_SELECTED EXTRACT_
The National Agency for Food and Drug Administration and Control (NAFDAC) has warned manufacturers and dealers in regulated products to desist from producing and selling fake and substandard items.
The South East Zonal Director of the agency, Mr Martins Iluyomade, issued the warning at a stakeholders’ meeting on Friday in Owerri.
The News Agency of Nigeria (NAN) reports that the meeting was organised by the State Director of the agency, Mrs Mercy Ndukwe, for the officials of various associations that deal in NAFDAC-regulated products in the state.
Iluyomade said the agency was poised to ensure that products manufactured and sold in the country were locally and internationally certified as standard.
He urged the officials to ensure that the quality of products they rolled out during production inspection were the same they sell to Nigerians without being supervised.
“NAFDAC is now going beyond testing your products only at the production inspection stage.
“We have constituted a committee that goes into the markets to purchase any product of our choice for our personal analysis.
“With our findings, we have closed down four different companies that were found wanting in maintaining standards.
“So, it will no longer be business as usual for if we get it right among ourselves, Nigeria will no longer be seen as a dumping ground for all kinds of fake and substandard products,” Iluyomade said.

Source records:
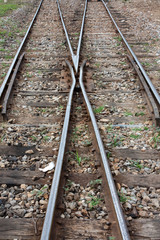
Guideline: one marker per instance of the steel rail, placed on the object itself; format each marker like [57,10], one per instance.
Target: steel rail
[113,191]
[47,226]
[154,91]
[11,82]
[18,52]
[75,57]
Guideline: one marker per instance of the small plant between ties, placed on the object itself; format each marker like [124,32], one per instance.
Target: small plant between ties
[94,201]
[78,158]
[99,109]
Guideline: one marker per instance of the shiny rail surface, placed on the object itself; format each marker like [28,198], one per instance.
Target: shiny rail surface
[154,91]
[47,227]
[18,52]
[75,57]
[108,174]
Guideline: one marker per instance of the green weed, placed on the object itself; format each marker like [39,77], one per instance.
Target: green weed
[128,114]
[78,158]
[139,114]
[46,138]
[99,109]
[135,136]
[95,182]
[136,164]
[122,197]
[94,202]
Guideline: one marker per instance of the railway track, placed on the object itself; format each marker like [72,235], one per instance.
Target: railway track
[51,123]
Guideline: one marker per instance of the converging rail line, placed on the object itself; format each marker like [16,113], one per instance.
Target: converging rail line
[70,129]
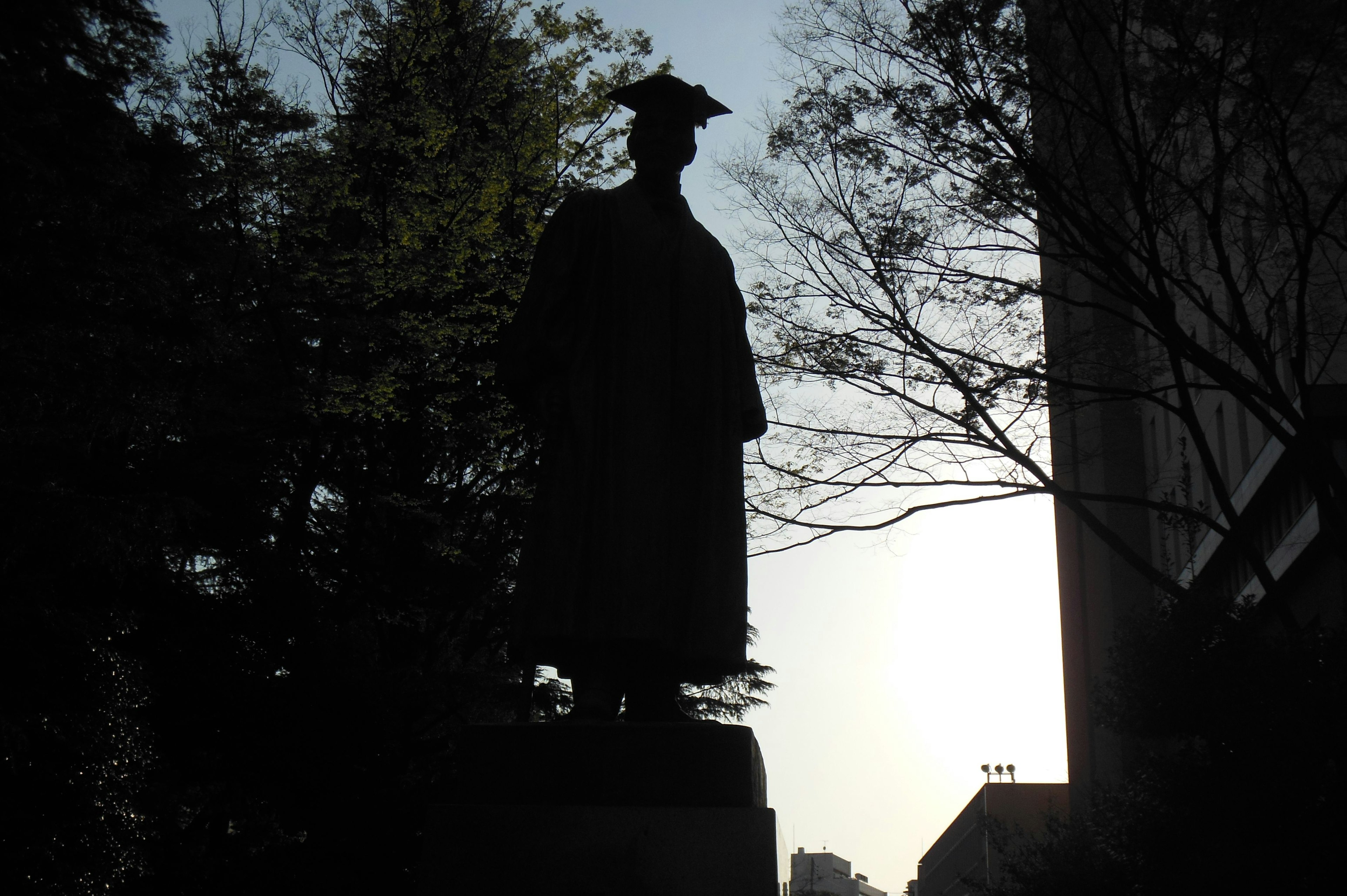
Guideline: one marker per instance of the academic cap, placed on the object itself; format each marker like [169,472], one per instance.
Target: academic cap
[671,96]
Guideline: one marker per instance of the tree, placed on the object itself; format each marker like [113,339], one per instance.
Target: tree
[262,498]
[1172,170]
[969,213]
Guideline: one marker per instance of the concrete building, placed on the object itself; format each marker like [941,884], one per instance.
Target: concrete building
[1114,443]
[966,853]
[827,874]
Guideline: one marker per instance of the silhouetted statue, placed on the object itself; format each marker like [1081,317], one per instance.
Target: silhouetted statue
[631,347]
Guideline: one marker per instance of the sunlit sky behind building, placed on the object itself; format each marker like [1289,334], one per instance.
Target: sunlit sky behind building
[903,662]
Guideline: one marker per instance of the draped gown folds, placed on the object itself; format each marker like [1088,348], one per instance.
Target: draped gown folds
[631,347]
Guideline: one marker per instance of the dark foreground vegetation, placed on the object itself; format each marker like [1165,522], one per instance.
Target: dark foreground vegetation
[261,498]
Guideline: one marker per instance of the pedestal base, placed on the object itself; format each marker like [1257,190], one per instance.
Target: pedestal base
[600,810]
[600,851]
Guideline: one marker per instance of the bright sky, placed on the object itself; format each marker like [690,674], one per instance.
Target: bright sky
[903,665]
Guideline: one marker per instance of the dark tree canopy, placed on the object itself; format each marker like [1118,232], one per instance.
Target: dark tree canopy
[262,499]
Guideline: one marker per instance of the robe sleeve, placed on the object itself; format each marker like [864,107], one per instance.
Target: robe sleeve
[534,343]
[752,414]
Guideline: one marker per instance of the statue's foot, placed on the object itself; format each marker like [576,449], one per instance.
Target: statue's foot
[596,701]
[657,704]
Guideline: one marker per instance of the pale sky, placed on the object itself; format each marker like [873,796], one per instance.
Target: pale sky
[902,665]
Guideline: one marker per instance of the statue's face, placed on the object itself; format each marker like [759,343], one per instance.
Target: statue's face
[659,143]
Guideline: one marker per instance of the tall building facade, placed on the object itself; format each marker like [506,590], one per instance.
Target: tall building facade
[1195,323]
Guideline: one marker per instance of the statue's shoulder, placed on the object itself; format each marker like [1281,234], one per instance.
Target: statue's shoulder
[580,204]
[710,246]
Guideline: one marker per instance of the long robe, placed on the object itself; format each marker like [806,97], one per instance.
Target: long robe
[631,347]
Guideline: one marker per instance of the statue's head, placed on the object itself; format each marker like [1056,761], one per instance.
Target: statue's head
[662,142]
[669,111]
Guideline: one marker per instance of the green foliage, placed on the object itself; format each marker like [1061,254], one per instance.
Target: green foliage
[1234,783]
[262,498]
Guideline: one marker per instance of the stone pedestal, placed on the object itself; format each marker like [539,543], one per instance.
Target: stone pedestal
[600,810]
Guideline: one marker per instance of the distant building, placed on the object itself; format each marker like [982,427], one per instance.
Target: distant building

_PROBLEM SET_
a: In the article above on NAFDAC's warning to manufacturers and dealers, Iluyomade's quoted remarks describe steps the agency has taken or is taking. List each of them.
b: Extend the article on NAFDAC's warning to manufacturers and dealers with a few more paragraphs that follow on from its final sentence.

_TASK-BY-TASK OUTPUTS_
a:
- NAFDAC is now going beyond testing products only at the production inspection stage.
- It has constituted a committee that goes into the markets to buy any product of its choice for its own analysis.
- Based on its findings, it has closed down four companies that were found wanting in maintaining standards.

b:
He advised them to always make the wellbeing of the people their priority rather than going after money-making to the detriment of the people’s health.
Iluyomade said that the manufacturers and sellers of NAFDAC regulated products were the most critical sector of the Nigerian economy and that no matter the country’s economic situation, people would always have need for food, water and medicine.
He urged the participants at the meeting to remember that they were not allowed to sell any products not certified by NAFDAC, even the ones procured from outside the country.
According to him, some of the products imported were substandard and so should be properly checked before use.
He assured them that the “new NAFDAC administration” would do its best to protect their interest and not fail to punish those whose stock in trade was to make others cry.
Speaking earlier, the State Director of NAFDAC, Mrs Mercy Ndukwe, said the essence of the meeting was to collaborate with the stakeholders and intimate them with the activities of the agency for the year.
Ndukwe also said that the meeting was aimed at ensuring that the stakeholders did not ignorantly default against NAFDAC guidelines, while going about their businesses.
She also assured them of more meetings “not just for the executives of the associations but all the members of each of the associations”.
In a remark, the state Chairman of Pharmaceutical Society of Nigeria, Dr Norbert Ajero, promised that members would continue to do their best to support the activities of the agency.
Ajero, a former Special Assistant to Gov. Hope Uzodimma on Health, expressed the need for NAFDAC to look into some of the trainings it conducted for them last year.
He urged the agency to bring those trained on board.
He also appealed to the zonal director of the agency to look into the issue of NAFDAC’s administrative challenges hindering the sale of imported drugs yet to be certified by the agency.
He said that most of the drugs were service drugs needed for emergencies, adding that having to wait for it to be authenticated by the agency before it could be sold had made it scarce in the country.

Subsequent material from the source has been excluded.